ACTION ITEM A:
In the article on hotels and AI search, when should joint customers be able to use the Bonafide and Visiting Media integration?
ACTION ITEM B:
Continue the article on hotels and AI search from where it stops.

SUPPLIED TEXT:
_ _ _ _ _ _ _

OTAs own the default position in AI discovery. Bonafide is building a way in for hotels.

A partnership between Bonafide and Visiting Media targets the structured data gap that lets OTAs dominate AI recommendations by default

Jun 19, 2026

Driving the news. Bonafide and Visiting Media announced a partnership on June 17 to help hotels improve how they appear in AI-powered search results. The two companies are combining Visiting Media's hotel content platform with Bonafide's AI alignment technology, describing the result as an end-to-end AI distribution stack for hospitality. The integration is expected to be available to joint customers in mid-July.

The problem. When a traveler asks ChatGPT, Gemini, or Perplexity where to stay, the answer depends on whose data the model can read. OTAs have spent years building structured, verified, machine-readable inventory data at scale. Hotel data, by comparison, is scattered across property management systems, content management platforms, booking engines, and image libraries — often outdated, rarely structured for machine consumption. The practical result: AI systems default to OTA-sourced information, not because OTAs are explicitly favored, but because their data is there and a hotel's often isn't. Some properties are named with factual errors. Others are omitted entirely.

How it works. Visiting Media holds one of the larger databases of immersive hotel assets — 360-degree tours, photos, and 3D models — across thousands of properties. Its platform uses AI-powered smart tagging to generate rich, descriptive metadata from those assets, making visual content queryable and interpretable by AI systems. Bonafide operates at the data layer: aggregating a hotel's content from across its tech stack, verifying and structuring it into what the company calls a context layer, then serving that context to LLM platforms via an orchestration engine. Together, the two companies are attempting to build a data supply chain that runs directly from hotel to AI — bypassing the intermediaries that currently dominate the flow.

_ _ _ _ _ _ _

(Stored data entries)
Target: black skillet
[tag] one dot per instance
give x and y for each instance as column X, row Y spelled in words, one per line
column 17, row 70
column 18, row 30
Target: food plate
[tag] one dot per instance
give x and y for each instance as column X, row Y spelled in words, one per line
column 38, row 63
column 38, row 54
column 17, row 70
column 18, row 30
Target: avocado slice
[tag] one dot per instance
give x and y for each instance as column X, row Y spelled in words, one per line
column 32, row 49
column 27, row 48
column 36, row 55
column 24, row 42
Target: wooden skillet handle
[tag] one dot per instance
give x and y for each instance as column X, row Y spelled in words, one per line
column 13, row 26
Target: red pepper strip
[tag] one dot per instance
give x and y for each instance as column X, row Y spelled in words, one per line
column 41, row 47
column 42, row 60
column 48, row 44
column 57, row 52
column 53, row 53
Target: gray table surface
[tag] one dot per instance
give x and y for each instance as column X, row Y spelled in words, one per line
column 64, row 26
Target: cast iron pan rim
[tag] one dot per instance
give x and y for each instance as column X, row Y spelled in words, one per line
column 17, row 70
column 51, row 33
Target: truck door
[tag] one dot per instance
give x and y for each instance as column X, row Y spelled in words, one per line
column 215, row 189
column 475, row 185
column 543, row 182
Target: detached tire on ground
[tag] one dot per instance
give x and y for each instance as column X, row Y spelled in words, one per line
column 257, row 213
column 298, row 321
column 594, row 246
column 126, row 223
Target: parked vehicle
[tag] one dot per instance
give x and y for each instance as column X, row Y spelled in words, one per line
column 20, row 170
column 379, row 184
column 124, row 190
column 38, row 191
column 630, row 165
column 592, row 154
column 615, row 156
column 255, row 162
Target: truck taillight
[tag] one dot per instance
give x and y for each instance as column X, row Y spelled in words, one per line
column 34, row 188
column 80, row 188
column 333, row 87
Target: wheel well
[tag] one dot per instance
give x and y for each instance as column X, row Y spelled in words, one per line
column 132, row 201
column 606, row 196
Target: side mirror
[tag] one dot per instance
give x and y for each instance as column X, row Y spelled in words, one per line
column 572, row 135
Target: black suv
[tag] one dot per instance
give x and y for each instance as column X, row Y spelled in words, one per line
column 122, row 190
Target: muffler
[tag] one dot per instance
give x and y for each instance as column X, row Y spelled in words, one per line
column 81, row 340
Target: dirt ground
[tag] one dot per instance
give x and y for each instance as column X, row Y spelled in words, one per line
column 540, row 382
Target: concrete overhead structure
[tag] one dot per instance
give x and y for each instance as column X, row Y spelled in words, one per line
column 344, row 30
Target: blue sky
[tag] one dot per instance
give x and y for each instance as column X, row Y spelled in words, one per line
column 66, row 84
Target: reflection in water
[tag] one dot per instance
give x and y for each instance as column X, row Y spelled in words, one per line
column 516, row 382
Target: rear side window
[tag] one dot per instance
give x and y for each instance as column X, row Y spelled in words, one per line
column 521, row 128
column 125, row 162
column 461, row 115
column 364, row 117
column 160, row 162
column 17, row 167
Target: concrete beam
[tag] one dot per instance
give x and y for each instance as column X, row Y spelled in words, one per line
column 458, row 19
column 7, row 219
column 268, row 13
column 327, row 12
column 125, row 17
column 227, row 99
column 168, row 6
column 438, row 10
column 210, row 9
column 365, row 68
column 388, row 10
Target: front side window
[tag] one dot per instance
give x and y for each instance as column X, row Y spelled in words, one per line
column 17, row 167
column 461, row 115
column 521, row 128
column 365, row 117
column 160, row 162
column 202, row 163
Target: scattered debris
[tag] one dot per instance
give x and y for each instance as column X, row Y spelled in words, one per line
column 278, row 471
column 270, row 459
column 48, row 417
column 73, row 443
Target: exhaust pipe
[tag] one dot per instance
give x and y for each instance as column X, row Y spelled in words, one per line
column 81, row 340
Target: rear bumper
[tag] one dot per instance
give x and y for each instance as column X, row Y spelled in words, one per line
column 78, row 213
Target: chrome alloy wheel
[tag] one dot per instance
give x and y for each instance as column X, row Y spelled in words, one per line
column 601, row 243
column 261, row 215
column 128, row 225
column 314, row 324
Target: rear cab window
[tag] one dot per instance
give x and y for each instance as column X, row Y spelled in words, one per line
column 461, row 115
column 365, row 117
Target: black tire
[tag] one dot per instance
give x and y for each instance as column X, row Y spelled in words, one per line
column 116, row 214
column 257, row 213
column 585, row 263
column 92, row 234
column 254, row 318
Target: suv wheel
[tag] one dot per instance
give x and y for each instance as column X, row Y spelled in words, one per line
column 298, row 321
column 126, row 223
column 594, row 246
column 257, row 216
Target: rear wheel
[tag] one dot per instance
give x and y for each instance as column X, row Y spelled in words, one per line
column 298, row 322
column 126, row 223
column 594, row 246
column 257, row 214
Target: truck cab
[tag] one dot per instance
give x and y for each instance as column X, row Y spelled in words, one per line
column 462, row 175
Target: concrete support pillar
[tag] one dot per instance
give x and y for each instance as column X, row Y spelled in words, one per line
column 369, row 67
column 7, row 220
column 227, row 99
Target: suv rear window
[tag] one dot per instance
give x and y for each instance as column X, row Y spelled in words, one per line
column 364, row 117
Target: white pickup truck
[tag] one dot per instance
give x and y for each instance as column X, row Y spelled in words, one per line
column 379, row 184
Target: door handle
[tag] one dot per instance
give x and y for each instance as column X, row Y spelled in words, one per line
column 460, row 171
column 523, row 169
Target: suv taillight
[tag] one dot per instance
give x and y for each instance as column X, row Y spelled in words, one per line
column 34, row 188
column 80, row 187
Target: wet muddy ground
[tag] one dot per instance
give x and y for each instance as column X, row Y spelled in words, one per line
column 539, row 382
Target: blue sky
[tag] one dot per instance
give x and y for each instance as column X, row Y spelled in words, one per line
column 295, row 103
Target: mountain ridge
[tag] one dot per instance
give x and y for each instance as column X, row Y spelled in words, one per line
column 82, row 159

_ _ _ _ _ _ _

ANSWER AREA A:
In mid-July.

ANSWER AREA B:
The distribution argument. Bonafide's framing is explicit. "Whoever controls the context controls the recommendation," said Jason Jenkins, the company's vice president of sales, "and right now, OTAs control that context by default." The granularity of the problem matters here. Travelers are increasingly asking AI systems highly specific questions — about room configurations, accessibility features, amenity combinations — that require verified, structured answers at the property level. A traveler asking whether a specific hotel has both a shower curtain and a bathtub gets an answer based on whatever data the model can locate. If that detail lives only in an unstructured PDF buried in a channel manager, it doesn't get surfaced. OTAs have normalized structured data pipelines as a function of their commercial model. Most hotels haven't built the equivalent.

What it means. AI discovery is becoming a distribution channel with its own eligibility requirements. The question is no longer just whether a property has a website or a metasearch listing — it's whether the property's data is structured, verified, and accessible enough for an LLM to read and recommend it. Properties without that foundation aren't ranked lower. They're absent. The Bonafide and Visiting Media partnership is one of the first organized attempts to build that foundation at the hotel level rather than waiting for OTA intermediaries to do it on the hotel's behalf — and on the OTA's terms.

The pattern. Distribution control has always been a function of who controls the data layer underneath the booking interface. In the metasearch era, OTAs won that contest through price and inventory depth. In the AI era, the contest is moving upstream — to the structured context that determines whether a property exists in a model's understanding of the world at all. The infrastructure being built now will determine default positions for years.